Given request:
Can you give back everything from the line containing "target: <item>eye</item>" down to the line containing "task: segment each instance of the <item>eye</item>", with "eye" swapped for "pupil" and all else unchanged?
### Provided records ###
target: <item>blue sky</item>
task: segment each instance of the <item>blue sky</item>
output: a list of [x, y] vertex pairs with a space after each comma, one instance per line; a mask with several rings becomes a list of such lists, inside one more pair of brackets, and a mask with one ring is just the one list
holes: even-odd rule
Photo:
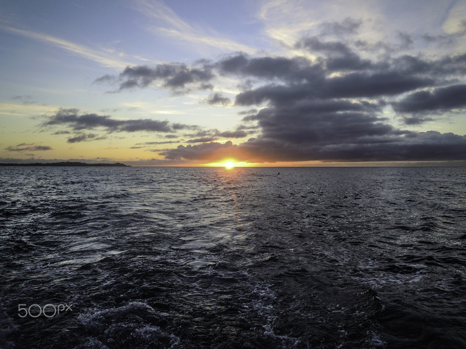
[[465, 160], [465, 1], [0, 1], [0, 158]]

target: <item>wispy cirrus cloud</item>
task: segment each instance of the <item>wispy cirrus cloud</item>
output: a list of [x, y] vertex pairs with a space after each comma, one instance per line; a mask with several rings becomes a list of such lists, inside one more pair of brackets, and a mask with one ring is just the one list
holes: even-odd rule
[[[145, 16], [156, 19], [160, 24], [168, 27], [152, 27], [150, 31], [160, 35], [188, 41], [196, 45], [216, 47], [226, 52], [241, 51], [254, 54], [257, 49], [222, 36], [213, 36], [204, 30], [195, 28], [183, 20], [161, 0], [137, 0], [134, 8]], [[211, 32], [212, 31], [210, 30]]]
[[60, 48], [72, 52], [77, 55], [93, 60], [104, 67], [122, 69], [131, 64], [129, 62], [113, 58], [104, 52], [94, 50], [86, 46], [75, 44], [47, 34], [18, 29], [6, 25], [0, 25], [0, 29], [30, 39], [48, 42]]

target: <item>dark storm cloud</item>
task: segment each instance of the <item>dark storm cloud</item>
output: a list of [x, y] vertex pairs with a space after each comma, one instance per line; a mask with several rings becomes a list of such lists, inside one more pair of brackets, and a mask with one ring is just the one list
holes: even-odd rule
[[178, 129], [196, 129], [199, 128], [198, 126], [193, 125], [171, 124], [167, 121], [160, 121], [150, 119], [117, 120], [112, 119], [108, 115], [101, 115], [94, 113], [80, 114], [77, 109], [63, 108], [60, 109], [55, 114], [48, 117], [48, 120], [42, 125], [65, 125], [75, 131], [92, 130], [100, 127], [110, 132], [133, 132], [138, 131], [173, 132], [174, 130]]
[[411, 94], [392, 104], [399, 113], [445, 111], [466, 107], [466, 85], [454, 85], [438, 87], [432, 91], [420, 91]]
[[214, 75], [207, 64], [199, 67], [188, 67], [183, 63], [158, 64], [154, 67], [147, 66], [127, 67], [118, 77], [106, 75], [96, 79], [95, 83], [118, 82], [118, 91], [132, 87], [146, 87], [153, 82], [176, 93], [187, 92], [191, 88], [211, 89], [209, 82]]
[[214, 92], [209, 94], [206, 99], [202, 101], [202, 102], [212, 106], [221, 105], [226, 107], [231, 103], [231, 100], [221, 93]]
[[12, 147], [10, 146], [5, 148], [5, 149], [6, 150], [8, 150], [8, 151], [14, 152], [25, 151], [26, 150], [28, 150], [29, 151], [34, 151], [37, 150], [51, 150], [52, 149], [51, 147], [49, 147], [48, 146], [34, 146], [34, 147], [25, 147], [22, 148], [19, 148], [20, 147], [23, 145], [32, 145], [32, 144], [26, 144], [25, 143], [22, 143], [21, 144], [19, 144], [16, 147]]
[[[250, 109], [240, 112], [243, 123], [235, 130], [195, 130], [184, 136], [192, 139], [188, 142], [201, 144], [180, 145], [159, 154], [167, 160], [206, 161], [226, 157], [259, 162], [466, 159], [465, 137], [401, 129], [384, 113], [391, 105], [405, 124], [417, 125], [432, 121], [429, 114], [465, 107], [466, 54], [433, 58], [401, 54], [415, 42], [406, 33], [397, 33], [394, 43], [351, 41], [350, 34], [361, 25], [351, 19], [327, 24], [319, 35], [306, 36], [293, 46], [312, 53], [315, 57], [312, 60], [237, 53], [216, 62], [179, 68], [190, 76], [193, 69], [206, 72], [186, 80], [185, 85], [182, 79], [176, 87], [182, 89], [212, 84], [219, 76], [240, 79], [243, 89], [234, 104]], [[367, 58], [367, 52], [380, 50], [384, 54]], [[154, 81], [151, 80], [153, 76], [163, 84], [167, 83], [167, 76], [175, 76], [154, 73], [158, 67], [127, 68], [120, 79], [144, 87]], [[133, 73], [140, 68], [142, 73]], [[145, 76], [149, 80], [144, 80]], [[173, 90], [174, 86], [165, 87]], [[223, 96], [213, 92], [210, 98], [212, 103], [221, 103]], [[253, 133], [254, 138], [239, 145], [212, 141]]]

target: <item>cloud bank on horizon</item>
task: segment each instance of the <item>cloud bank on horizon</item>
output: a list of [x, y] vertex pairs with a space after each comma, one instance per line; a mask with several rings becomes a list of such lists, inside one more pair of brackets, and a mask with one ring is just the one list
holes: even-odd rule
[[[256, 50], [231, 39], [220, 44], [218, 33], [188, 24], [168, 2], [132, 3], [168, 23], [158, 35], [223, 52], [197, 55], [190, 63], [116, 64], [116, 73], [95, 76], [91, 85], [112, 98], [160, 91], [173, 101], [204, 96], [199, 107], [233, 109], [239, 122], [219, 130], [203, 126], [202, 109], [183, 123], [63, 107], [42, 117], [42, 130], [59, 128], [54, 134], [68, 135], [69, 145], [125, 133], [156, 134], [131, 147], [157, 154], [141, 159], [154, 164], [466, 160], [466, 135], [429, 128], [454, 119], [466, 131], [465, 1], [428, 2], [428, 10], [445, 15], [427, 28], [404, 25], [402, 15], [388, 25], [394, 7], [382, 19], [383, 2], [348, 1], [342, 5], [348, 16], [333, 18], [323, 1], [313, 8], [303, 1], [264, 1], [256, 20], [276, 48]], [[168, 148], [151, 148], [160, 144]], [[40, 147], [24, 150], [52, 148]]]

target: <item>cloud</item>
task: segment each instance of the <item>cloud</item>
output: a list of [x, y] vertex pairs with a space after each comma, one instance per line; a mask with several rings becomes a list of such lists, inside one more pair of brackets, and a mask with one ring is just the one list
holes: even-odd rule
[[446, 111], [466, 107], [466, 84], [437, 87], [411, 94], [392, 104], [399, 113]]
[[177, 148], [167, 149], [159, 153], [159, 155], [165, 156], [166, 160], [202, 160], [209, 161], [222, 157], [222, 154], [230, 154], [232, 150], [238, 148], [231, 141], [224, 144], [217, 142], [203, 143], [201, 144], [186, 147], [180, 145]]
[[[219, 48], [225, 51], [242, 51], [254, 53], [257, 50], [252, 47], [217, 34], [209, 35], [197, 28], [194, 28], [180, 18], [162, 1], [137, 0], [136, 9], [147, 16], [158, 20], [161, 24], [168, 25], [168, 27], [158, 27], [150, 31], [158, 36], [161, 34], [180, 40], [187, 41], [199, 47], [199, 45]], [[213, 31], [211, 29], [211, 34]]]
[[190, 139], [186, 141], [186, 143], [201, 143], [203, 142], [211, 142], [212, 141], [217, 141], [218, 138], [216, 137], [203, 137], [202, 138], [195, 138], [195, 139]]
[[180, 143], [179, 141], [164, 141], [161, 142], [144, 142], [144, 143], [137, 143], [136, 145], [141, 144], [153, 145], [153, 144], [171, 144], [173, 143]]
[[116, 92], [133, 87], [145, 88], [149, 85], [160, 82], [162, 87], [174, 93], [186, 93], [192, 88], [212, 89], [210, 81], [214, 77], [208, 65], [188, 67], [184, 63], [158, 64], [151, 67], [147, 66], [127, 67], [117, 78], [105, 75], [94, 81], [96, 83], [117, 82], [119, 86]]
[[17, 29], [5, 25], [0, 26], [0, 29], [27, 38], [48, 42], [61, 48], [73, 52], [78, 55], [94, 60], [104, 67], [121, 69], [130, 64], [127, 62], [111, 58], [102, 52], [93, 50], [86, 46], [74, 44], [46, 34], [35, 33], [29, 30]]
[[[428, 114], [464, 108], [466, 54], [427, 56], [387, 50], [370, 58], [345, 34], [356, 32], [360, 25], [348, 20], [340, 26], [324, 26], [325, 40], [325, 35], [307, 35], [290, 45], [303, 53], [294, 56], [239, 53], [192, 67], [167, 64], [164, 67], [171, 67], [168, 71], [174, 73], [164, 75], [157, 72], [161, 66], [133, 67], [131, 72], [141, 73], [122, 74], [127, 75], [126, 81], [136, 79], [133, 86], [139, 87], [158, 80], [161, 86], [172, 89], [167, 81], [178, 72], [190, 77], [195, 69], [205, 73], [199, 75], [202, 79], [181, 79], [177, 88], [201, 89], [200, 84], [212, 84], [220, 76], [248, 82], [240, 83], [244, 89], [234, 101], [235, 106], [248, 109], [240, 112], [243, 124], [231, 131], [199, 129], [185, 134], [190, 138], [187, 143], [199, 144], [163, 149], [159, 154], [166, 160], [219, 162], [228, 157], [273, 162], [466, 159], [466, 137], [403, 129], [392, 124], [384, 112], [391, 105], [405, 124], [417, 125], [432, 121]], [[340, 37], [329, 39], [331, 35]], [[409, 33], [398, 32], [395, 36], [401, 43], [400, 50], [412, 44], [413, 37]], [[179, 70], [171, 70], [173, 67]], [[221, 103], [224, 98], [214, 92], [207, 101]], [[254, 137], [240, 144], [215, 141], [220, 137], [241, 138], [253, 134]]]
[[219, 92], [211, 93], [202, 103], [211, 106], [223, 106], [226, 107], [231, 103], [231, 100], [225, 97]]
[[[179, 129], [195, 130], [199, 128], [196, 126], [171, 123], [167, 121], [160, 121], [150, 119], [117, 120], [112, 119], [108, 115], [98, 115], [95, 113], [80, 114], [79, 110], [75, 108], [61, 108], [54, 115], [48, 117], [47, 119], [42, 123], [43, 126], [65, 125], [75, 131], [103, 128], [110, 132], [134, 132], [138, 131], [173, 132]], [[77, 139], [79, 139], [79, 137]]]
[[[33, 143], [34, 144], [34, 143]], [[34, 147], [25, 147], [22, 148], [18, 148], [23, 145], [32, 145], [31, 144], [26, 144], [25, 143], [22, 143], [18, 144], [16, 147], [9, 146], [5, 148], [6, 150], [8, 151], [21, 152], [28, 150], [29, 151], [35, 151], [39, 150], [51, 150], [53, 148], [48, 146], [34, 146]]]
[[79, 142], [84, 142], [88, 141], [99, 141], [103, 139], [107, 139], [105, 136], [97, 137], [97, 134], [90, 133], [88, 134], [82, 134], [75, 137], [68, 138], [66, 141], [68, 143], [78, 143]]

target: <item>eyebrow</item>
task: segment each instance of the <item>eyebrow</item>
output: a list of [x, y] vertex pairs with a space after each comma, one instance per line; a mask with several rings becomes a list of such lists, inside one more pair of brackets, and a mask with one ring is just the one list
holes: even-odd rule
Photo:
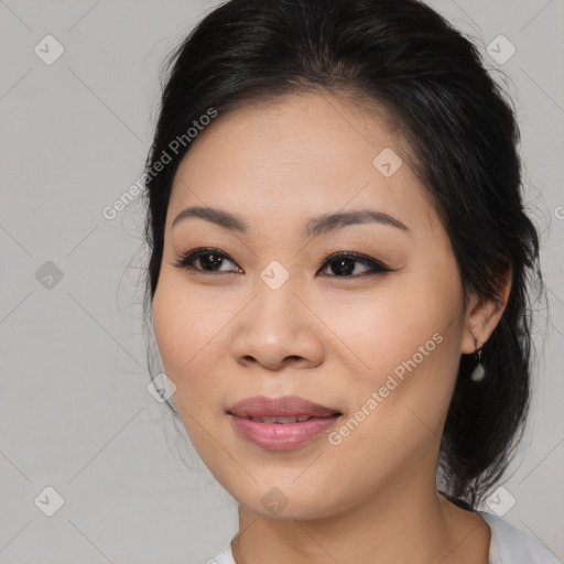
[[[242, 218], [237, 217], [236, 215], [228, 212], [224, 212], [223, 209], [198, 206], [183, 209], [174, 218], [172, 227], [174, 228], [174, 226], [176, 226], [180, 221], [189, 218], [204, 219], [231, 231], [238, 231], [241, 234], [247, 234], [249, 231], [249, 225]], [[398, 229], [401, 229], [408, 234], [411, 232], [406, 225], [404, 225], [395, 217], [390, 216], [389, 214], [377, 212], [375, 209], [358, 209], [352, 212], [337, 212], [335, 214], [324, 214], [318, 217], [312, 217], [306, 221], [301, 235], [304, 238], [312, 239], [322, 234], [341, 229], [343, 227], [349, 225], [370, 223], [397, 227]]]

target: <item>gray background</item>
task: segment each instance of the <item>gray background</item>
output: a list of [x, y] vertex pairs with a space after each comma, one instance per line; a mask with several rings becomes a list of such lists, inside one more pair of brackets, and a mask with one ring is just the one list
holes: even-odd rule
[[[531, 421], [500, 499], [563, 560], [564, 3], [430, 4], [508, 74], [521, 123], [551, 315], [535, 325]], [[102, 216], [143, 171], [164, 56], [214, 6], [0, 1], [3, 564], [203, 563], [237, 530], [235, 502], [147, 390], [142, 206]], [[47, 34], [65, 50], [52, 65], [34, 52]], [[486, 51], [499, 34], [517, 47], [503, 64]], [[64, 498], [52, 517], [34, 502], [47, 486]]]

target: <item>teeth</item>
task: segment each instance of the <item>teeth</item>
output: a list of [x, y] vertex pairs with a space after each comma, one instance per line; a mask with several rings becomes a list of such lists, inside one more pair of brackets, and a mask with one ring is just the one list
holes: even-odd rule
[[300, 415], [300, 416], [276, 416], [276, 417], [250, 417], [252, 421], [257, 421], [259, 423], [296, 423], [301, 421], [307, 421], [310, 419], [308, 415]]

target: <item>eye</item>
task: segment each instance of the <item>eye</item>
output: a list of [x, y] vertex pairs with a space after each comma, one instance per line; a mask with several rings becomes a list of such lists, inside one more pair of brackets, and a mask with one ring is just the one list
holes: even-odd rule
[[[356, 267], [355, 263], [364, 264], [368, 267], [368, 270], [365, 272], [356, 272], [354, 275]], [[359, 254], [357, 252], [336, 252], [332, 254], [323, 262], [322, 267], [332, 265], [332, 272], [334, 276], [337, 278], [358, 278], [366, 275], [380, 274], [384, 272], [391, 272], [391, 269], [382, 264], [380, 261], [376, 259], [371, 259], [365, 254]], [[325, 269], [324, 269], [325, 270]], [[326, 275], [326, 274], [322, 274]]]
[[[196, 268], [195, 264], [199, 262], [199, 268]], [[231, 264], [236, 264], [227, 254], [214, 248], [199, 248], [193, 249], [192, 251], [183, 254], [180, 259], [177, 259], [173, 267], [180, 269], [192, 270], [196, 272], [241, 272], [241, 269], [236, 269], [235, 271], [231, 269], [224, 269], [226, 263], [230, 262]], [[368, 268], [365, 272], [355, 272], [356, 263], [362, 264]], [[358, 278], [364, 275], [373, 275], [384, 272], [392, 272], [391, 269], [382, 264], [380, 261], [376, 259], [371, 259], [365, 254], [359, 254], [356, 252], [337, 252], [329, 256], [322, 263], [322, 267], [330, 265], [330, 271], [333, 274], [330, 276], [336, 278]], [[326, 270], [326, 267], [323, 269]], [[322, 272], [322, 271], [318, 271]], [[327, 274], [321, 274], [326, 276]]]
[[[177, 259], [173, 267], [178, 269], [195, 270], [200, 272], [234, 272], [232, 270], [219, 270], [226, 262], [235, 262], [218, 249], [194, 249], [180, 259]], [[199, 261], [200, 268], [195, 268], [194, 263]]]

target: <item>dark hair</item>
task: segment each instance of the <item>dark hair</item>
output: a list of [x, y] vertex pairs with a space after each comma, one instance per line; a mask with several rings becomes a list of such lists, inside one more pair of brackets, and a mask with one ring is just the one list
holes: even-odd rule
[[[465, 304], [469, 292], [496, 300], [512, 270], [506, 311], [484, 346], [486, 378], [469, 378], [476, 360], [462, 355], [441, 442], [442, 492], [476, 509], [523, 433], [532, 345], [527, 286], [531, 275], [541, 289], [543, 281], [539, 236], [521, 199], [514, 112], [475, 45], [415, 0], [230, 0], [200, 21], [165, 69], [145, 167], [147, 323], [172, 183], [191, 147], [186, 132], [210, 108], [221, 116], [290, 94], [348, 96], [384, 110], [449, 235]], [[171, 162], [155, 174], [164, 154]]]

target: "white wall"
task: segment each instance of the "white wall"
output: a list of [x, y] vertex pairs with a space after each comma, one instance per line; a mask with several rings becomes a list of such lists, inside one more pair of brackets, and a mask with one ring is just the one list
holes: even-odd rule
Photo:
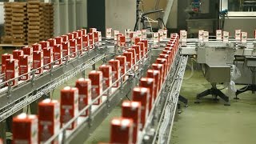
[[3, 9], [3, 2], [0, 2], [0, 25], [4, 23], [4, 9]]
[[[59, 8], [58, 8], [59, 7]], [[64, 0], [54, 2], [54, 35], [87, 26], [87, 1]]]
[[136, 22], [135, 0], [106, 0], [106, 27], [124, 33]]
###
Answer for this exercise:
target: <item>pupil</item>
task: segment each instance of the <item>pupil</item>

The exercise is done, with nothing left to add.